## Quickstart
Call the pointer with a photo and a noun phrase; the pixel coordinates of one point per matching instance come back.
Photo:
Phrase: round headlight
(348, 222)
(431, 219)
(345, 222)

● **TASK REQUIREMENTS**: Copy the whole listing once more, exactly.

● **RESPONSE**:
## Quickstart
Call the pointer with a photo and a noun phrase; the pixel coordinates of one point per matching instance come back.
Photo:
Phrase: round headlight
(348, 222)
(431, 219)
(345, 222)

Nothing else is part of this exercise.